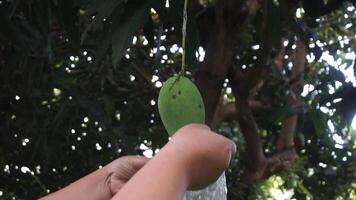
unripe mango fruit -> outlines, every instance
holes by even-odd
[[[170,136],[187,124],[205,122],[200,92],[184,76],[173,76],[163,84],[158,95],[158,111]]]

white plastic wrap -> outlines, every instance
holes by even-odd
[[[226,200],[227,187],[225,173],[219,179],[208,187],[197,190],[187,191],[183,200]]]

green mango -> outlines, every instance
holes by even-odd
[[[163,84],[158,96],[158,111],[170,136],[187,124],[205,122],[200,92],[184,76],[173,76]]]

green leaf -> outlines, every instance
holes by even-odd
[[[272,48],[278,53],[281,46],[281,12],[273,1],[268,1],[267,9],[267,24],[265,26],[268,27],[268,37],[271,39]]]
[[[137,5],[128,6],[121,17],[113,19],[112,30],[112,64],[114,66],[120,61],[126,49],[131,45],[132,37],[143,23],[148,19],[150,1]],[[131,7],[131,8],[130,8]]]
[[[318,137],[323,137],[326,133],[328,126],[325,116],[319,110],[311,110],[309,112],[311,120],[314,124],[314,129]]]

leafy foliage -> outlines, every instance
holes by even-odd
[[[275,54],[284,37],[290,55],[295,32],[308,47],[302,108],[286,105],[290,67],[268,77],[258,94],[273,108],[257,118],[266,154],[275,148],[280,121],[291,113],[300,116],[300,158],[278,174],[277,187],[293,189],[297,199],[355,198],[355,5],[344,2],[326,12],[302,1],[297,13],[288,13],[284,1],[267,2],[267,15],[259,11],[233,33],[234,63],[248,68],[258,62],[261,35]],[[215,3],[200,1],[205,9]],[[154,154],[167,142],[156,99],[162,82],[179,70],[181,10],[182,1],[0,0],[1,198],[35,199],[118,156]],[[265,17],[267,34],[261,28]],[[191,12],[188,19],[191,76],[210,30],[199,33]],[[288,56],[284,62],[289,64]],[[231,89],[224,89],[231,100]],[[229,191],[239,195],[248,160],[244,138],[234,121],[224,122],[219,132],[239,149],[227,173]],[[271,185],[257,184],[250,197],[266,199]]]

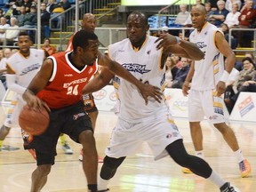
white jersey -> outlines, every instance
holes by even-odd
[[[6,63],[15,72],[16,83],[27,88],[41,68],[44,58],[44,52],[43,50],[30,49],[28,58],[25,58],[18,52],[12,55],[6,60]]]
[[[133,50],[128,38],[109,45],[108,55],[137,79],[164,89],[165,68],[161,68],[162,50],[156,50],[156,37],[147,36],[139,51]],[[116,76],[114,86],[120,101],[119,117],[130,123],[154,119],[169,112],[168,105],[149,98],[146,106],[139,90],[130,82]]]
[[[195,73],[191,89],[205,91],[215,89],[224,71],[224,58],[215,45],[215,34],[222,32],[214,25],[206,22],[201,32],[195,29],[189,36],[190,42],[196,44],[204,53],[201,60],[195,60]]]

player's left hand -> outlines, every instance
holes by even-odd
[[[159,42],[156,45],[157,50],[161,48],[168,49],[169,46],[173,46],[177,44],[176,37],[171,34],[161,34],[155,43],[157,42]]]
[[[226,84],[225,82],[219,81],[216,86],[216,91],[217,91],[217,96],[220,97],[221,94],[225,92],[226,90]]]
[[[139,88],[141,96],[145,100],[146,105],[148,103],[148,97],[154,98],[157,102],[161,103],[163,99],[163,92],[159,87],[153,86],[151,84],[142,84]]]

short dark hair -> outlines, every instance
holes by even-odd
[[[30,39],[30,36],[29,36],[29,35],[27,33],[27,31],[20,31],[20,32],[19,33],[19,35],[18,35],[18,38],[19,38],[20,36],[28,36],[28,38]]]
[[[78,46],[85,48],[89,44],[89,40],[97,40],[98,36],[91,31],[79,30],[74,36],[72,44],[74,52]]]

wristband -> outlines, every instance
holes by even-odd
[[[175,36],[176,38],[176,44],[179,44],[179,43],[180,42],[180,38],[179,36]]]
[[[229,74],[228,73],[228,71],[224,70],[222,76],[220,77],[220,81],[222,82],[227,82],[228,79]]]

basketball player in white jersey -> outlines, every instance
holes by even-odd
[[[148,20],[143,13],[132,12],[127,20],[128,38],[108,47],[110,59],[120,63],[141,82],[164,90],[164,61],[170,52],[191,60],[201,60],[204,53],[189,42],[169,34],[160,38],[147,36]],[[156,40],[157,39],[157,40]],[[156,44],[157,41],[160,41]],[[84,88],[84,92],[95,92],[107,85],[113,75],[103,77],[100,74]],[[97,82],[97,84],[96,84]],[[220,191],[236,192],[203,159],[187,153],[182,137],[174,124],[164,98],[161,103],[149,100],[148,105],[130,83],[116,76],[114,86],[120,101],[118,120],[98,180],[99,191],[108,191],[108,184],[118,166],[127,156],[135,154],[140,145],[146,141],[151,148],[155,159],[170,156],[181,166],[188,166],[196,174],[215,183]],[[171,173],[171,172],[170,172]]]
[[[204,52],[204,57],[191,65],[182,87],[183,94],[188,95],[189,82],[192,80],[188,103],[196,156],[204,158],[200,122],[205,116],[207,120],[221,132],[237,158],[241,176],[246,177],[251,172],[251,166],[239,148],[234,132],[225,123],[224,102],[221,96],[226,89],[225,83],[236,62],[236,56],[222,32],[207,22],[206,17],[204,6],[196,5],[192,8],[191,20],[196,29],[190,34],[189,40],[197,44]],[[227,58],[225,69],[223,55]],[[189,173],[188,169],[182,169],[182,172]]]
[[[19,124],[18,116],[25,105],[22,94],[28,86],[28,84],[39,71],[44,58],[43,50],[30,49],[31,40],[26,32],[20,32],[18,36],[18,45],[20,51],[6,60],[6,81],[10,90],[17,93],[17,104],[12,114],[5,119],[0,129],[0,140],[3,142],[10,132],[12,126]],[[24,140],[24,148],[31,142],[33,136],[21,130]],[[36,154],[33,149],[28,149],[34,158]]]

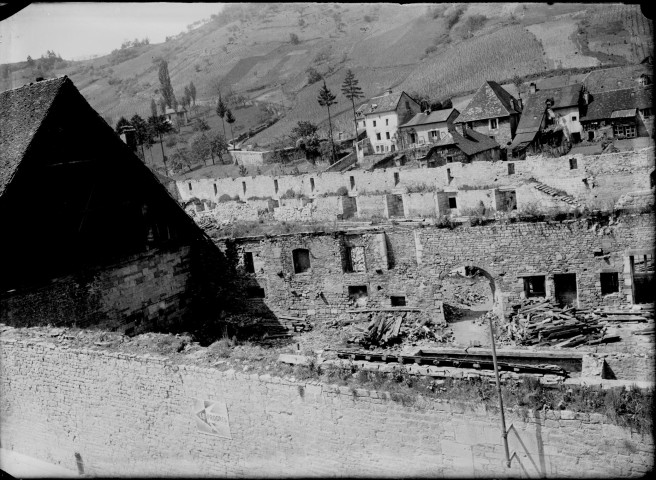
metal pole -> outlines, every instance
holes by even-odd
[[[492,316],[488,317],[490,323],[490,338],[492,339],[492,361],[494,362],[494,377],[497,380],[497,393],[499,394],[499,410],[501,410],[501,436],[503,437],[503,447],[506,450],[506,466],[510,468],[510,451],[508,450],[508,431],[506,430],[506,416],[503,412],[503,397],[501,396],[501,380],[499,380],[499,367],[497,366],[497,349],[494,344],[494,327],[492,326]]]

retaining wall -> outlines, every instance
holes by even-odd
[[[363,389],[0,339],[3,448],[93,476],[616,478],[653,468],[653,438],[601,414],[507,408],[507,468],[499,412],[480,403],[404,407]],[[199,431],[204,401],[225,406],[209,418],[228,438]]]

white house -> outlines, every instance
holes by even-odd
[[[405,92],[373,97],[358,109],[360,118],[364,118],[367,138],[374,153],[398,150],[401,140],[398,138],[398,126],[410,120],[421,107]]]
[[[437,143],[453,129],[453,121],[460,114],[455,108],[434,112],[418,113],[408,122],[399,126],[403,145],[425,145]]]

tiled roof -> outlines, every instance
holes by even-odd
[[[43,80],[0,93],[0,196],[68,77]]]
[[[403,92],[394,92],[388,93],[386,95],[380,95],[379,97],[373,97],[367,103],[358,108],[358,112],[368,115],[370,113],[382,113],[382,112],[391,112],[396,110],[396,106],[399,104]]]
[[[611,118],[613,112],[633,108],[651,108],[651,86],[626,88],[590,95],[590,103],[581,112],[581,121],[590,122]]]
[[[416,125],[428,125],[428,124],[431,124],[431,123],[446,122],[447,119],[451,116],[451,114],[454,111],[456,112],[456,115],[457,115],[458,110],[456,110],[455,108],[446,108],[444,110],[436,110],[436,111],[430,112],[428,114],[418,113],[417,115],[412,117],[408,122],[401,125],[399,128],[413,127],[413,126],[416,126]]]
[[[485,150],[499,148],[499,144],[487,135],[483,135],[476,130],[467,128],[465,130],[464,136],[455,130],[450,131],[443,139],[437,142],[435,146],[428,151],[427,156],[440,147],[447,147],[451,145],[458,147],[465,153],[465,155],[475,155],[477,153],[484,152]]]
[[[522,116],[519,119],[519,125],[517,125],[515,133],[535,134],[542,124],[542,117],[548,99],[553,99],[552,109],[574,107],[578,105],[580,91],[581,85],[574,84],[525,94],[524,110],[522,110]],[[513,143],[515,142],[513,141]]]
[[[508,117],[518,113],[513,108],[513,97],[496,82],[485,82],[471,99],[456,123]]]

◆ ◆ ◆ ◆ ◆ ◆ ◆

§ Problem requirements: Count the lines in the records above that contain the string "player", and reply with only that number.

§ Correct response: 2